*** Opening Text ***
|Mountain Pink, Zeltnera beyrichii|
As members of the Gentian Family, there are many species of Centaurium worldwide, and three of them are native right here in Central Texas. The genus was named after the centaur Chiron, famed in Greek mythology for being a great healer through his skill in using medicinal herbs. Herbalists today still use the extract from certain species in this genus, commercially often called ‘stomach bitter’, to aid in the process of digestion. More recently, molecular studies have reclassified the genus, and the species that belong to the ‘Texas group’ have been renamed Zeltnera.
Mountain Pink (Zeltnera beyrichii), also called Meadow Pink, Catchfly, or Quinineweed, is an annual herb less than a foot tall and best described as a neat bouquet of small, pink flowers. Blooming May through July, Mountain Pink sprouts up like an inverted cone 8 to 12 inches high, on rocky hillsides, limestone outcrops, and along gravelly roadways. Its leaves are threadlike and are held below the multiple 0.5 to 1.0 inch wide showy pink five-petaled blooms that provide nectar for moths, butterflies, bees, and other insects. Pioneers used this plant as a medicinal plant to help reduce fevers, which is the origin for one of its common names.
|Lady Bird’s Centaury, Z. texensis|
Lady Bird’s Centaury (Z. texensis) is named in honor of Lady Bird Johnson, and is a delicate plant 3 to 7 inches tall with an open, branched habit. Found in dry, grassy areas of the Edwards Plateau and Blackland Prairies, its leaves are linear and shorten in length on the upper part of the plant. Smaller than the other Centaurium species, its light pink five-petaled flowers bloom June to August, and are only about 0.25 inches wide.
*** Closing Text ***
*** Opening Source material ***
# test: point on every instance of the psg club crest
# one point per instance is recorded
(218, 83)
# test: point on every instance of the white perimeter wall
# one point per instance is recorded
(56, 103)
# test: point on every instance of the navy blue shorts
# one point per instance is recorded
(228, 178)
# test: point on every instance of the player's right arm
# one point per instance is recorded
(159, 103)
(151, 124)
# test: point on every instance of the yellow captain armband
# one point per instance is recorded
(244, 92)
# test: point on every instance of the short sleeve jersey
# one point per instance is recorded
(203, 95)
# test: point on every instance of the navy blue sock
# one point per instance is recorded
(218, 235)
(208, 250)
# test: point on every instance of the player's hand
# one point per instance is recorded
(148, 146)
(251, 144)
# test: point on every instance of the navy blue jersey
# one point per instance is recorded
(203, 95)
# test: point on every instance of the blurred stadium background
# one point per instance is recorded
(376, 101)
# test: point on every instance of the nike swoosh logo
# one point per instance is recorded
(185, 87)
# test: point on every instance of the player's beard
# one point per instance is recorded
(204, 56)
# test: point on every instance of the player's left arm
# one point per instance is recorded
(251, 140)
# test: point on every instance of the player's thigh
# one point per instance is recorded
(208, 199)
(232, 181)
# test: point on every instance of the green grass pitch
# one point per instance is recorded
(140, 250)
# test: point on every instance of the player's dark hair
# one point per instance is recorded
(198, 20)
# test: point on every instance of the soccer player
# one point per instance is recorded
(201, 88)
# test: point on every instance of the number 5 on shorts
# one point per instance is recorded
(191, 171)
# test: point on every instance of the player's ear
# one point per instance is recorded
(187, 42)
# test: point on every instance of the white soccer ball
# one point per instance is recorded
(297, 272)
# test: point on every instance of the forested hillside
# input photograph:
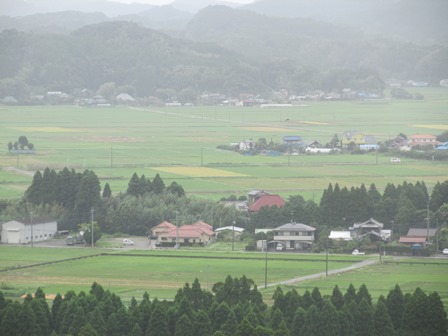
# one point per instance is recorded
(421, 22)
(235, 307)
(119, 52)
(221, 50)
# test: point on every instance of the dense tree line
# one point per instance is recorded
(206, 58)
(235, 307)
(400, 206)
(69, 196)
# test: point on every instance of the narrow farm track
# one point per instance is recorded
(323, 274)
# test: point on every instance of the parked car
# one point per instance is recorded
(128, 242)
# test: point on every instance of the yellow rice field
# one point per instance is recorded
(440, 127)
(198, 172)
(46, 129)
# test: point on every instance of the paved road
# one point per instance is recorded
(323, 275)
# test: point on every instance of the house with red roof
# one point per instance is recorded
*** Closing Source material ***
* [What to produce] Carry on the text about the Zeltnera species of Central Texas, beginning after its final sentence, on Lady Bird's Centaury.

* [Task answer]
|Rosita, Z. calycosum|
Rosita (Z. calycosum), also called Shortflower Centaury, Buckley Centaury, or Arizona Centaury, prefers moist, open areas in otherwise dry habitat, along streams, on hillsides, and in prairies and meadows with intermittent drainages. An erect, branching plant up to 18 inches tall, it has larger, oblong leaves at the base and smaller linear leaves on the uppermost stems. Blooming May to July, the rose-pink five-petaled flowers are 0.5 to 1.5 inches wide, occur in an open array along the stalks, and have distinct, spirally curved, yellow pollen-producing anthers. Of all three species in our area, this one is a bit less common.
Long used in herbal medicine, today’s science has discovered another interesting pharmacological feature of plants such as Centaurium in the Gentian family. They naturally produce organic substances called xanthones that exhibit antioxidant properties, which are thought to inhibit microbial infection, inflammation, proliferation of cancer cells, and the aggregation of platelets, among other benefits. Not a bad resume for these common centauries!